(Text shown)
For me as a Magician seeking to work with ideas of Dread and Awe, the insights of existentialism provide helpful keys to unlocking the process via which my own initiation is deepened. In truly looking at the world’s vastness and impermanence so I create the possibility of seeing with a Zen-like “Shoshin” or beginners mind. In experiencing Dread I recognize the limits of what I can know and yet the sense of awe I encounter also helps me pursue what Viktor Frankl called “The Will to Meaning”.

Magic asks us to see with new eyes and what we see is often not comfortable Magic accelerates and intensifies our experience of dread, but in doing this so the possibility of activating our will becomes both more necessary and thus possible.

“Know Thyself, Create Thyself!”

Steve Dee

Check out Steve’s review of Asexual Erotics on Phil Hine’s blog.

2 thoughts on “Dreadful Magic

  1. Andrew Salkeld says:

    Interesting post. I would say this, which i hope will help a little.

    The seeker becomes confused because he/she does not understand the difference between The Path of Spirit and the Path of Soul. The Path of Spirit, is in its essence, the path of inner discipline/striving through meditation and contemplation (on the mat or in the pew, if you like). It is the path of ‘up and through and out’. It’s here that Oneness and Ecstasy is experienced if you are lucky and one in a million! The Path of the Soul, on the other hand, is the inner and downward path, so to speak. This path connects our spiritual nature with our psyche and the very ‘nature of reality’ and with the real job at hand since birth – of thoroughly experiencing in full consciousness – the world and ourselves – by knowing ourselves and by diligently walking our pilgrim path, and thereby experiencing the joys and despair and striving that encompasses a fully lived life. There are no shortcuts in this path. But through this type of striving comes the perfection of the soul, and also finally the numinous experience you talked about – and the perfection of spirit connects with perfection of soul. True alchemy.
    When you have traveled both paths to fullness of your ability, not only are you freed from all existential fear and anxiety – but ecstasy and the numinous become your friend.
    As teachers our job is to encourage the pilgrim along both paths; but also drag the seeker after enlightenment up off the mat and into the world (or he will miss the big event!) and also to encourage the pilgrim of the soul to look heavenward and to spirit as he carries his burden and puts his shoulder to the wheel of the cart of common interest.

    And as for you, dear teacher, your task is to know, as alchemist, that the alchemist is also being transformed into gold, through use of the philosophers stone. Jesus did not die for us so we could pray to him as the only living deity, and as someone out there – but to show us that we can all do the same as he did, just as the alchemist strives to do – making ourselves part of the experiment (total identification) and sacrificing ourselves to become one with the pain and the ecstasy and the truth – the numinous – the ineffable. And then free from questions, fear or doubt – we quietly dissolve into the background and emerge only as Bodhisattva to guide others as necessary. The Alchemy continues.

    Thank you,
    Andrew
    (Forgive typos – my roof is being replaced above my head as i write! Noisy business.)​

    Andrew Salkeld

    salkeldandrew@msn.com
    +1 819 459 4420 (Canada)
    +44 (0) 7716 865452 (UK)

    Find me also at:- Journey of the Soul
    website:- http://www.soulsatisfying.net
    email:- soulsownjourney@gmail.com

    ________________________________

    • zenelf says:

      Thanks for your reply Andrew-I agree that alchemy relies on our dynamic engagement with tension. Change happens generally through pressure and heat!
      I like your image of a movement both upward and downwards-for me there are moments of numinous awareness and bliss but I am also enough of a gnostic to experience the oscillation between such states and a return into the impermanence of everyday existence. At times this movement is a hassle and at others it is a dance I relish in!

(Data for review)
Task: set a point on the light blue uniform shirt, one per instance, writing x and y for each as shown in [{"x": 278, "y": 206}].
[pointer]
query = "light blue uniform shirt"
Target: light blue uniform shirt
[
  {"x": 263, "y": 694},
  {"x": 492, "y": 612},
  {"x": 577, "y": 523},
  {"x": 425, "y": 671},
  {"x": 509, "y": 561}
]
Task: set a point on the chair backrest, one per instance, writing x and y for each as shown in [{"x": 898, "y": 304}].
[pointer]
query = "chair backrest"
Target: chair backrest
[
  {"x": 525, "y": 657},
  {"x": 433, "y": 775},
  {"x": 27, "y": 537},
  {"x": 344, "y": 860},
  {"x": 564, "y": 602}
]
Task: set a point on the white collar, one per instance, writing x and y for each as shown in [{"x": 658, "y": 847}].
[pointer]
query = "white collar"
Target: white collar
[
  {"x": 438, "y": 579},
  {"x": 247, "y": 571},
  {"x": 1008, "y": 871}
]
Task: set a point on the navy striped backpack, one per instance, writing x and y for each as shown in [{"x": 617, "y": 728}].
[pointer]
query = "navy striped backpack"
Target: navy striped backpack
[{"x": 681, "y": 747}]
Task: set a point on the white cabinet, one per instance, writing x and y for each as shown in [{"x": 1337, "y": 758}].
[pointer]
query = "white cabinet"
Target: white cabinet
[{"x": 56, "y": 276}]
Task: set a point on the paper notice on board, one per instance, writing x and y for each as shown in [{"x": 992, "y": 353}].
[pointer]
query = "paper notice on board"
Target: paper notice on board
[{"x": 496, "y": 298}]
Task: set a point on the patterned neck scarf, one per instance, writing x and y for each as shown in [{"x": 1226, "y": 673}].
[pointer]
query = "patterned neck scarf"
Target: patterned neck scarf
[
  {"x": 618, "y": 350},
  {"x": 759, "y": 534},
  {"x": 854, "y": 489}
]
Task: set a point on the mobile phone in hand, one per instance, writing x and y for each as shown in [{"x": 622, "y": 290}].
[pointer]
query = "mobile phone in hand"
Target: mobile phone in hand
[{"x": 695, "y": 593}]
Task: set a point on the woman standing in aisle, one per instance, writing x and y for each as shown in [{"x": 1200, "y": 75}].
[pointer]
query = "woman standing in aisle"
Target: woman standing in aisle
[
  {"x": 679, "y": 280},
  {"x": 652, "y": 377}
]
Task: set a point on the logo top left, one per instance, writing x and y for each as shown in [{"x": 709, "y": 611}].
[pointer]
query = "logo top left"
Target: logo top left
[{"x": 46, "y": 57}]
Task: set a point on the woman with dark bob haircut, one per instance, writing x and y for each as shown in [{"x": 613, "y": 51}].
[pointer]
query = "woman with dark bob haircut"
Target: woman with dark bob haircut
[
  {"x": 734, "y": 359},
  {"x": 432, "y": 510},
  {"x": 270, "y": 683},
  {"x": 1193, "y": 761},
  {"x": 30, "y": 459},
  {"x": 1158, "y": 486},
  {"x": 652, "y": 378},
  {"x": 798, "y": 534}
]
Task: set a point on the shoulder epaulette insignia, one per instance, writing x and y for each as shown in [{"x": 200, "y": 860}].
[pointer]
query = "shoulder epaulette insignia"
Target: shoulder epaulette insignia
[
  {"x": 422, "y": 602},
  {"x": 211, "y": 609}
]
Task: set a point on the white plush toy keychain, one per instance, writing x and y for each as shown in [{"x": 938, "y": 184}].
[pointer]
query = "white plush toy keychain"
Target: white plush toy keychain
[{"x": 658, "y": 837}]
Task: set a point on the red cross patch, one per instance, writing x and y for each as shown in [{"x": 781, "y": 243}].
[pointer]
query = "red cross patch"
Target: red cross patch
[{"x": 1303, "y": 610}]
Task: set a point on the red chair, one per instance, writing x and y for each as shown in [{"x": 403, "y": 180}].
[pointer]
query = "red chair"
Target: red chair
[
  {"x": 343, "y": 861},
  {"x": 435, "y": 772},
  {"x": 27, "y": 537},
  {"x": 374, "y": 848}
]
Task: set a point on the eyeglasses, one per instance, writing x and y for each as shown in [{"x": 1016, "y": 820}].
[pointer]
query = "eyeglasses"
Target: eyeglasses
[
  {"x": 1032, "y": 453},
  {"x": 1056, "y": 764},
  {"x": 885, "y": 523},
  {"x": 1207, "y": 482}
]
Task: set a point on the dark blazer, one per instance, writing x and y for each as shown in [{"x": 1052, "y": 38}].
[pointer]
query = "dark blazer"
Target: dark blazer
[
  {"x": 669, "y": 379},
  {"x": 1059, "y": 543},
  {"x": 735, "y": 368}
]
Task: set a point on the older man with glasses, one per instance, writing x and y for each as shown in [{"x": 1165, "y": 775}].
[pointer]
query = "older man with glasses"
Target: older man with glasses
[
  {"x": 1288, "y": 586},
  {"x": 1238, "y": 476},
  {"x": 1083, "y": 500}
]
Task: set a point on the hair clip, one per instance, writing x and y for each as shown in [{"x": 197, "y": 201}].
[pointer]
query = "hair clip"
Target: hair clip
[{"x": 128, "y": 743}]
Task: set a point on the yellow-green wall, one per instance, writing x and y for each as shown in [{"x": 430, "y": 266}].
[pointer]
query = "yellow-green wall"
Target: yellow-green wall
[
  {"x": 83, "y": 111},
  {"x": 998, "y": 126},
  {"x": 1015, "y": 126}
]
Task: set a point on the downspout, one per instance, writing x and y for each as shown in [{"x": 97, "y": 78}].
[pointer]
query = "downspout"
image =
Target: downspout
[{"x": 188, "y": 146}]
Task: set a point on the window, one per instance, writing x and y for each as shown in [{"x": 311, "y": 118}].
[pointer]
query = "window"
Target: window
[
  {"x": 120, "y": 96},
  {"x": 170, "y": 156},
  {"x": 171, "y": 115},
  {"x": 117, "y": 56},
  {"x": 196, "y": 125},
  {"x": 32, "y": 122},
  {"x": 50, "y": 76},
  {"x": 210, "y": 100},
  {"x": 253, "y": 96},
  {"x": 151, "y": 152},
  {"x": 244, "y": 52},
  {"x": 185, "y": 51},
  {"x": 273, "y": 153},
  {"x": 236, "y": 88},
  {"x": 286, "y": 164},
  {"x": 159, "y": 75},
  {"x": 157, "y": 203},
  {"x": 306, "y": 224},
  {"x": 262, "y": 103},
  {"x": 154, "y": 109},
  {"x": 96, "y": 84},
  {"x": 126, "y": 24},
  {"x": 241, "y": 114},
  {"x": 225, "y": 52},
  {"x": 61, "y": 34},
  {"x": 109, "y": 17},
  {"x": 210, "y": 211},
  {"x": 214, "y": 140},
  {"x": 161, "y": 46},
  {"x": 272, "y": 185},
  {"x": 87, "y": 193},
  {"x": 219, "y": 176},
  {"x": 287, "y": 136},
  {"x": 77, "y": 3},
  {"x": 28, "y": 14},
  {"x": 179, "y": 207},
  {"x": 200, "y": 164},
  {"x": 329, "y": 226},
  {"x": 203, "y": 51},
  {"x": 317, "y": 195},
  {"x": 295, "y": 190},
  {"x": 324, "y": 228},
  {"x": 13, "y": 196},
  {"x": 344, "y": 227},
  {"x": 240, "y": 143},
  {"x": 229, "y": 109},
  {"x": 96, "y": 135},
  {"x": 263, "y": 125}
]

(Work required) Update the post on dread and awe from the words "Find me also" through "I relish in!", putting "sacred awareness" in place of "numinous awareness".

(Completed task)
Find me also at:- Journey of the Soul
    website:- http://www.soulsatisfying.net
    email:- soulsownjourney@gmail.com

    ________________________________

    • zenelf says:

      Thanks for your reply Andrew-I agree that alchemy relies on our dynamic engagement with tension. Change happens generally through pressure and heat!
      I like your image of a movement both upward and downwards-for me there are moments of sacred awareness and bliss but I am also enough of a gnostic to experience the oscillation between such states and a return into the impermanence of everyday existence. At times this movement is a hassle and at others it is a dance I relish in!